■ What to produce: The response should consist of the records, reproduced exactly.
_ _ _
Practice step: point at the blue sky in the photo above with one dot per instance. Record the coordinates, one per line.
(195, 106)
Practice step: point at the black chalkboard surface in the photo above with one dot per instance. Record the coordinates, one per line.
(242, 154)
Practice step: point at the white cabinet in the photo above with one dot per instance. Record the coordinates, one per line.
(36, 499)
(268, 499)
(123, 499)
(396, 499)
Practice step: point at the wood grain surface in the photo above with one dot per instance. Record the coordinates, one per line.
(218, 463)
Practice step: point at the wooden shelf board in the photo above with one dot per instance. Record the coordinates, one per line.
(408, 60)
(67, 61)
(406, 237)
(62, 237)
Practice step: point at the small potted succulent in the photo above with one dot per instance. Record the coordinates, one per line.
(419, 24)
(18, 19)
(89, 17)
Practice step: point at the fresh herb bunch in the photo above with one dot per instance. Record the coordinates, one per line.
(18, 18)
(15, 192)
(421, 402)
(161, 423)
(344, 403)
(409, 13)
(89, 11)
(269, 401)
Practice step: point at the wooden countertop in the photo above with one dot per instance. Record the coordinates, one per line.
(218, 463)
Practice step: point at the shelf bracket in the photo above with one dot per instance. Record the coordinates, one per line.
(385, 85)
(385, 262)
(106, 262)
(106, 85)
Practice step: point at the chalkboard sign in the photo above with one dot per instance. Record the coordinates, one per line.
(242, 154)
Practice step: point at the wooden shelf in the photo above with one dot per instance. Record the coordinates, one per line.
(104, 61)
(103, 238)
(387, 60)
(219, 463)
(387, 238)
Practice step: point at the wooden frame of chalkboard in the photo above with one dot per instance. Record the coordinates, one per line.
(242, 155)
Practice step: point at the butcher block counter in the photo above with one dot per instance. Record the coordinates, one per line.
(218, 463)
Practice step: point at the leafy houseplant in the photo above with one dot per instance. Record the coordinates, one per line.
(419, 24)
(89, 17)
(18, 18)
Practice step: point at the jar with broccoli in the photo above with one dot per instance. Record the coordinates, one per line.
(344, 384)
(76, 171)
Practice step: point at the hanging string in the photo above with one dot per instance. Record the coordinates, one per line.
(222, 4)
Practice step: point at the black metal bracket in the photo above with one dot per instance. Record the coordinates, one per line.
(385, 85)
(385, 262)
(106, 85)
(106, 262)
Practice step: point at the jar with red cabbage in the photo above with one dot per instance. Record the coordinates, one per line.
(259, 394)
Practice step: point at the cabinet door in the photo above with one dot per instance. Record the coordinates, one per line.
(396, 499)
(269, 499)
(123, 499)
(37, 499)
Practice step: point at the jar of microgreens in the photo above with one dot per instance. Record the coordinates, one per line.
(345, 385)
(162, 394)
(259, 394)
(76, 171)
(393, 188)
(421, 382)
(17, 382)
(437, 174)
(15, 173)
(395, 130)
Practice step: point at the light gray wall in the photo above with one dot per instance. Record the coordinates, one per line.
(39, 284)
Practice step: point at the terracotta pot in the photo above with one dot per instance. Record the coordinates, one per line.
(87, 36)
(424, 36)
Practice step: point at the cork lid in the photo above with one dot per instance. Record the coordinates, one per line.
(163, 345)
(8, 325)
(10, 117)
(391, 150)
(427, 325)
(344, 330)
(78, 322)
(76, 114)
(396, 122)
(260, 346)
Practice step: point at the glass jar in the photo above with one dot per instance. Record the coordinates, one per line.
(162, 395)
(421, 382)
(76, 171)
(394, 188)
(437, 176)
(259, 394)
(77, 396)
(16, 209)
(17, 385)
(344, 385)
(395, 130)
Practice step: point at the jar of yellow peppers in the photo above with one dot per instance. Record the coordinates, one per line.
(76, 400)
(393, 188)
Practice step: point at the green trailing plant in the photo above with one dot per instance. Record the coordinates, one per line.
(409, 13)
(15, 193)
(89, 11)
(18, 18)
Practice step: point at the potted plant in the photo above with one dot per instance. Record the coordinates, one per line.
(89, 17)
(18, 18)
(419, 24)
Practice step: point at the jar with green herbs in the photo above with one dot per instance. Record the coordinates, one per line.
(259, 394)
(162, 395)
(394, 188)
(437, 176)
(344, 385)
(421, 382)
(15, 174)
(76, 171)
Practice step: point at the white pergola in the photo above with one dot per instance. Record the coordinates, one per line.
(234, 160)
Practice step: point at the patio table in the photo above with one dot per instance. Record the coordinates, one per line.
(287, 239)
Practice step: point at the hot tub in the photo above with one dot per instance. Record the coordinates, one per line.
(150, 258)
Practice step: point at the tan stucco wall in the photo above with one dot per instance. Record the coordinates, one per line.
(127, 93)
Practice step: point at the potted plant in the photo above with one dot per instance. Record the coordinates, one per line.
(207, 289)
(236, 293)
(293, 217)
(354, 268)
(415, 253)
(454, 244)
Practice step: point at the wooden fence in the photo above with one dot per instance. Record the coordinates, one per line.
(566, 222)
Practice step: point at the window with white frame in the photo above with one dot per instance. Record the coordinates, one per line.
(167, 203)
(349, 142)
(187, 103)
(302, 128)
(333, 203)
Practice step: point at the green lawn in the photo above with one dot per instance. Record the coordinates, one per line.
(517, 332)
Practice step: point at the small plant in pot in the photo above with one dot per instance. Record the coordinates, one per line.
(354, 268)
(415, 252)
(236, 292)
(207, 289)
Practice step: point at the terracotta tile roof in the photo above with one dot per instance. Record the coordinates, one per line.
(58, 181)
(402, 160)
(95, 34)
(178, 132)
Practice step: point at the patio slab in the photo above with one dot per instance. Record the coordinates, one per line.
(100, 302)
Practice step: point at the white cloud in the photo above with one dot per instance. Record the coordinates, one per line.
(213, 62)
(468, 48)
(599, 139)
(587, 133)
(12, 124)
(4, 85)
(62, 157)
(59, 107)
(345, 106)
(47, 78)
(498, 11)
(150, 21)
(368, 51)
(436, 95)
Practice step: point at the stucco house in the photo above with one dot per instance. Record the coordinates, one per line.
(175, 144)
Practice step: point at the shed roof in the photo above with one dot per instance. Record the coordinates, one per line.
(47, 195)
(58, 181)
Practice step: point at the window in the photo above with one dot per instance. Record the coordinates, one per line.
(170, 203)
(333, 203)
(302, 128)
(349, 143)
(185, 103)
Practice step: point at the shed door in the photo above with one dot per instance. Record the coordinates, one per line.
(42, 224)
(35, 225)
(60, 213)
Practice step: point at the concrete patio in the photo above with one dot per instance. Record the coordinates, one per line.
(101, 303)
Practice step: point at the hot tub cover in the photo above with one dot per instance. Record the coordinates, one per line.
_ _ _
■ Answer box:
Practice step: point at the blue sky in the photo above with one dot per instance. Record the coordinates, one per line.
(195, 106)
Practice step: point at the black chalkboard surface in the photo above with one dot per instance. Record the coordinates, one per line.
(242, 154)
Practice step: point at the white cabinet in the photo above with one dot per instance. Record the coordinates, one per line.
(36, 499)
(268, 499)
(123, 499)
(396, 499)
Practice step: point at the wood grain surface in the photo above with one dot per instance. Record the coordinates, one per line.
(218, 463)
Practice step: point at the wooden shelf board in the photo above with one dot per instance. Record the coordinates, one per line.
(408, 60)
(67, 61)
(406, 237)
(62, 237)
Practice step: point at the small potted succulent in the photo above with one dot per instance. Record the coordinates, one per line.
(419, 24)
(18, 19)
(89, 17)
Practice step: point at the fresh herb bunch in the photo above with one dot per instance. Record the coordinates, one per line.
(18, 18)
(15, 192)
(421, 402)
(161, 423)
(344, 403)
(409, 13)
(89, 11)
(269, 401)
Practice step: point at the wooden countertop in the photo above with one dot per instance. Record the coordinates, one per line.
(218, 463)
Practice step: point at the shelf bracket in the photo above with one dot per instance. Record the coordinates, one per line.
(385, 85)
(385, 262)
(106, 262)
(106, 85)
Practice step: point at the chalkboard sign in the photo above with one dot per instance. Record the coordinates, one per line.
(242, 154)
Practice step: point at the wooden shelf in the photo above with one dot per instance. Record the coordinates, one per line.
(104, 61)
(103, 238)
(387, 60)
(219, 463)
(387, 238)
Practice step: point at the wooden frame of chalkboard in the photo above with one dot per instance. Record the coordinates, one per line.
(242, 155)
Practice step: point at the butcher block counter in the photo above with one dot per instance. Record the coordinates, one per line.
(218, 463)
Practice step: point at the leafy houseplant in the photo above with one dot per instance. Record the coordinates, one per line.
(419, 24)
(89, 17)
(18, 18)
Practice step: point at the jar with broccoli in the photo above with one dot per instance. Record the coordinates, one per line.
(344, 384)
(76, 171)
Practice step: point at the hanging string in the photo above with one dot per instance. Record the coordinates, one per line.
(222, 4)
Practice step: point at the black metal bracket in the photo above with one dot per instance. Record the coordinates, one per line.
(385, 85)
(385, 262)
(106, 85)
(106, 262)
Practice step: point at the jar with red cabbage in the photo above with one dot per instance. Record the coordinates, one per line.
(259, 394)
Practice step: point at the cabinet door in the photo above with one dot per instance. Record the coordinates, one per line.
(396, 499)
(269, 499)
(123, 499)
(37, 499)
Practice step: point at the jar of microgreens in the photo above with one dot per instance. Record the coordinates, one per line.
(345, 385)
(162, 394)
(259, 394)
(76, 171)
(393, 188)
(421, 382)
(17, 382)
(437, 174)
(15, 173)
(395, 130)
Practice step: point at the light gray wall in the photo above with one dot per instance. Record the coordinates, one per line.
(39, 284)
Practice step: point at the terracotta pot in the photo above with one dot per instance. Record the coordinates, one per line.
(87, 36)
(424, 36)
Practice step: point at the cork lid in the photo above with one dot per instance. Record the coordinates, one per line.
(163, 345)
(8, 325)
(10, 117)
(391, 150)
(427, 325)
(344, 330)
(78, 322)
(76, 114)
(396, 122)
(260, 346)
Practice step: point at the glass jar in the photo above with one dot per instance. Record the coordinates, one per line.
(162, 395)
(421, 382)
(76, 171)
(394, 188)
(437, 176)
(259, 394)
(77, 396)
(16, 209)
(17, 385)
(344, 385)
(395, 130)
Practice step: point at the jar of yellow peppers in the photo above with one dot per instance. Record the coordinates, one per line.
(76, 400)
(393, 188)
Practice step: point at the green trailing plant in the photo above with one dot per instance. Record the coordinates, one per line.
(409, 13)
(15, 193)
(89, 11)
(18, 18)
Practice step: point at the potted plant in the photo above with one dot per instance. Record the coordinates, one per line.
(89, 17)
(18, 18)
(419, 24)
Practice step: point at the jar with green herbs in the photo above with one dot per instance. Record the coordinates, one per line.
(259, 394)
(162, 395)
(394, 188)
(437, 176)
(344, 385)
(421, 382)
(15, 174)
(76, 171)
Practice step: point at the white pergola in the photo above with one dot per instance. Record the coordinates, one per line.
(234, 160)
Practice step: point at the patio table in the photo above with one dot per instance. Record the coordinates, one per line.
(287, 239)
Practice step: point at the hot tub in the photo above with one dot per instance. Record the coordinates, one per line.
(150, 258)
Practice step: point at the tan stucco wall in the photo above with one dot per instance. Record the coordinates, one per line.
(127, 93)
Practice step: point at the potted plant in the photo above with one dot per instance. Record the coordinates, one per line.
(207, 289)
(236, 293)
(293, 217)
(354, 268)
(415, 253)
(454, 244)
Practice step: point at the wooden fence in the photo above with one dot per instance. Record the coordinates, one per line.
(566, 222)
Practice step: point at the window with white frame in the photo above with one dot per instance. Record the coordinates, one per line.
(167, 203)
(349, 142)
(187, 103)
(302, 128)
(333, 203)
Practice step: point at the green lawn in the photo above with one dot per instance. Record the coordinates, one per line.
(517, 332)
Practice step: point at the small plant in pot in the photo above with one dot per instance. Record the coordinates, one per line.
(354, 268)
(415, 252)
(236, 292)
(207, 289)
Practice step: point at the terracotta tile roof in the photo above with one dot per instance. Record the coordinates, one per line.
(58, 181)
(402, 160)
(95, 34)
(178, 132)
Practice step: point at the patio slab in the photo above with one dot per instance. Record the coordinates, one per line.
(100, 302)
Practice step: point at the white cloud in the photo above with one dot per instance. Record the coordinates, one per line.
(213, 62)
(468, 48)
(599, 139)
(587, 133)
(12, 124)
(4, 85)
(62, 157)
(59, 107)
(345, 106)
(47, 78)
(498, 11)
(150, 21)
(368, 51)
(436, 95)
Practice step: point at the stucco house in the photo above with one dot per instance. Record the coordinates, one per line.
(175, 144)
Practice step: point at the shed roof in the photo above with one dot per instance. Record the coordinates, one per line.
(47, 195)
(58, 181)
Practice step: point at the window in the photo above with one dot per instance. Record the coordinates, one per line.
(170, 203)
(333, 203)
(302, 128)
(349, 143)
(185, 103)
Practice step: point at the shed door in the photo above with one dot per instance. Record the coordinates, one per line.
(42, 224)
(35, 225)
(60, 213)
Practice step: point at the concrete patio in the photo above with one dot per instance. Record the coordinates, one per line.
(101, 303)
Practice step: point at the hot tub cover in the photo above with one dot per instance. Record the coordinates, one per line.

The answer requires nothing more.